> _Problem description_: Copy every one of the items below word for word, keeping each line unchanged and in its original order.

> _Records provided_:
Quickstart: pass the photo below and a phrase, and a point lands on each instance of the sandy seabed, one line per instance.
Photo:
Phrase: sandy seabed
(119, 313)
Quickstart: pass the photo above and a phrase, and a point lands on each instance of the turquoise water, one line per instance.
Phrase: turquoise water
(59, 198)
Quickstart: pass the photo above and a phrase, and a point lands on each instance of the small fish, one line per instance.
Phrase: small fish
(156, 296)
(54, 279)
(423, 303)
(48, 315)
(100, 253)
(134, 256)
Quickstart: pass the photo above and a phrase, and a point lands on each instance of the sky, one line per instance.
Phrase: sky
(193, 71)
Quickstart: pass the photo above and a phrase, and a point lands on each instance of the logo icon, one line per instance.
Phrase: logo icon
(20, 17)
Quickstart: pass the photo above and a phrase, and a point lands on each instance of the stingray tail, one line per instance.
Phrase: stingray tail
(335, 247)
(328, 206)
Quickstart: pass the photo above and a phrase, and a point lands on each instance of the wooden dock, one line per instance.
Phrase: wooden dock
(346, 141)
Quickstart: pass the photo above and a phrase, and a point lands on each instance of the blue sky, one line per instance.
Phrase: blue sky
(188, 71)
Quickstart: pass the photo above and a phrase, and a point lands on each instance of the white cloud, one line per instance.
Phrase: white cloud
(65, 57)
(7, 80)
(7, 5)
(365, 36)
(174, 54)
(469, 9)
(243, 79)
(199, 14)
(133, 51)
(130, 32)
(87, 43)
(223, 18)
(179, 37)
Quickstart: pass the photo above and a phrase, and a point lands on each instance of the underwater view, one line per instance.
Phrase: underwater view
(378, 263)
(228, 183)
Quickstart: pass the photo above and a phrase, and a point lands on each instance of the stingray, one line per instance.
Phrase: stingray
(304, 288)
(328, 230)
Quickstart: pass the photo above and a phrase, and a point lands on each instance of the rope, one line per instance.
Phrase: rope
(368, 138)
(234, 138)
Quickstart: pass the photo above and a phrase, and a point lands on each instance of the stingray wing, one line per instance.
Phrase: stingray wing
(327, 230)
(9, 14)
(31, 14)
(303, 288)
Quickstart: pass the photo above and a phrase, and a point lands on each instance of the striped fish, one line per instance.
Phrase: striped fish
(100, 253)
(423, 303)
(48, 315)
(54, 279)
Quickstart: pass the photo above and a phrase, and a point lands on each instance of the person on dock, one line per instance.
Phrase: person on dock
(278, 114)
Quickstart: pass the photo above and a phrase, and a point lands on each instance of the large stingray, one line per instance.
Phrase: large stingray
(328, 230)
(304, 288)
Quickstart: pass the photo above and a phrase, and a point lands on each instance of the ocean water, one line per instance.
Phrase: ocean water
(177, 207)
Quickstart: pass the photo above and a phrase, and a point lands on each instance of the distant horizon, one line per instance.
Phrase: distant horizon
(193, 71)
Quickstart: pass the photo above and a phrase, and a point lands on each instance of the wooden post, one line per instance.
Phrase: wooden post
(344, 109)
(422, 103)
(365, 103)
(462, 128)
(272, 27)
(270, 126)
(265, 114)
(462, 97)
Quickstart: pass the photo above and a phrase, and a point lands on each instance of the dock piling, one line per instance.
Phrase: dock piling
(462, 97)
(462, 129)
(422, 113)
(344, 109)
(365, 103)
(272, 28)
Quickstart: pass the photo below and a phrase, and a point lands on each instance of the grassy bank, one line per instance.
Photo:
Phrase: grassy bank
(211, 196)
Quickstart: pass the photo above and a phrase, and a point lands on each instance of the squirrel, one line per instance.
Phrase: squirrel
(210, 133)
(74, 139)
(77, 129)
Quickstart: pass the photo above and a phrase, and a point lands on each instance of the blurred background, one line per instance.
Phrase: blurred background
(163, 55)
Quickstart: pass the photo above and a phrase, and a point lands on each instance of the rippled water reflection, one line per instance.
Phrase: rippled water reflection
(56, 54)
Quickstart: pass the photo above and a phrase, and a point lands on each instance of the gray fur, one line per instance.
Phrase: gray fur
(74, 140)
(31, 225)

> _Written solution_:
Quickstart: pass the photo below and a phrase, and a point lands on each instance of the sandy seabed, one line per instance.
Photo:
Phrase: sandy seabed
(119, 313)
Quickstart: pass the photo above and a phrase, and a point lands on each instance of the turquoise water, one line per instance.
Phrase: turquoise water
(59, 198)
Quickstart: pass the photo above and a phrase, and a point lands on each instance of the small fish, one line per instance.
Phrase: small fish
(156, 296)
(54, 279)
(423, 303)
(48, 315)
(100, 253)
(134, 256)
Quickstart: pass the photo above and a phrase, and a point lands on each instance of the sky, one line per instance.
Phrase: sky
(193, 71)
Quickstart: pass the photo above and a phrase, and a point lands on each instance of the logo icon, one line per instance.
Phrase: logo icon
(20, 17)
Quickstart: pass the photo above and a phrase, and a point lands on each instance of the stingray tail, one line per instance.
Phrase: stingray tail
(335, 247)
(328, 206)
Quickstart: pass the photo above and a phrase, and a point lands on each instance of the wooden dock, one line per instance.
Phrase: wooden dock
(346, 141)
Quickstart: pass the photo above and a phrase, and a point lands on each instance of the blue sky, one line per instance.
Phrase: blue sky
(188, 71)
Quickstart: pass the photo above and a phrase, and a point lands on each instance of the white cloud, one line per instance.
Phrase: white cloud
(65, 57)
(7, 80)
(7, 5)
(365, 36)
(174, 54)
(469, 9)
(243, 79)
(199, 14)
(133, 51)
(130, 32)
(87, 43)
(223, 18)
(179, 37)
Quickstart: pass the photo above and a phrase, and a point lands on each instance of the underwater view, one line per instance.
Phrase: underwater view
(378, 263)
(228, 183)
Quickstart: pass the photo above and a phrase, and a point lands on each instance of the stingray, one line per instance.
Phrase: stingray
(304, 288)
(328, 230)
Quickstart: pass the photo above and a phrase, and a point lands on each instance of the rope, one line per instance.
Phrase: rope
(368, 138)
(234, 138)
Quickstart: pass the photo above and a phrase, and a point lands on each instance of the stingray wing, one line per instance.
Phrase: stingray wing
(327, 230)
(9, 14)
(31, 14)
(303, 288)
Quickstart: pass the photo above and a phrase, and a point lands on each instance of the striped fish, one line per instance.
Phrase: striped fish
(100, 253)
(423, 303)
(48, 315)
(54, 279)
Quickstart: pass the photo above and a phrase, and a point lands on each instance of the person on dock, one line per instance.
Phrase: person on dock
(278, 114)
Quickstart: pass the photo above and a phrase, and a point lands on each instance of the large stingray, one line per instance.
Phrase: large stingray
(328, 230)
(304, 288)
Quickstart: pass the photo above and a phrase, and a point lands on each instance of the ocean water, one line per instance.
Phrase: ocean water
(177, 207)
Quickstart: pass the photo above and a phrase, and a point lands on each instance of the distant horizon, one line per instance.
Phrase: distant horizon
(193, 71)
Quickstart: pass the photo above and a phrase, and a point lands on each instance of the wooden post, one line per instance.
Phrase: wooden post
(344, 109)
(422, 103)
(365, 103)
(462, 128)
(272, 27)
(270, 126)
(265, 114)
(462, 97)
Quickstart: pass the photo above and a phrase, and a point lands on each instance of the dock piling, one line per instance.
Phrase: dock piling
(462, 97)
(462, 129)
(422, 113)
(344, 109)
(365, 103)
(272, 28)
Quickstart: pass the photo below and a phrase, and a point lands on each instance of the grassy bank, one line per instance.
Photo:
Phrase: grassy bank
(211, 196)
Quickstart: pass the photo above and a phrase, and a point lands on each instance of the squirrel, one line per instance.
Phrase: squirrel
(210, 133)
(74, 139)
(77, 129)
Quickstart: pass the photo above and a phrase, and a point lands on each instance of the blurred background, one line per instance.
Phrase: blurred background
(163, 55)
Quickstart: pass the photo above and a phrase, and a point lands on each instance of the rippled water reflection, one line per instance.
Phrase: rippled water reflection
(56, 54)
Quickstart: pass the photo above and a phrase, and a point lands on each instance of the gray fur, one line per instance.
Phrase: gray fur
(74, 140)
(31, 225)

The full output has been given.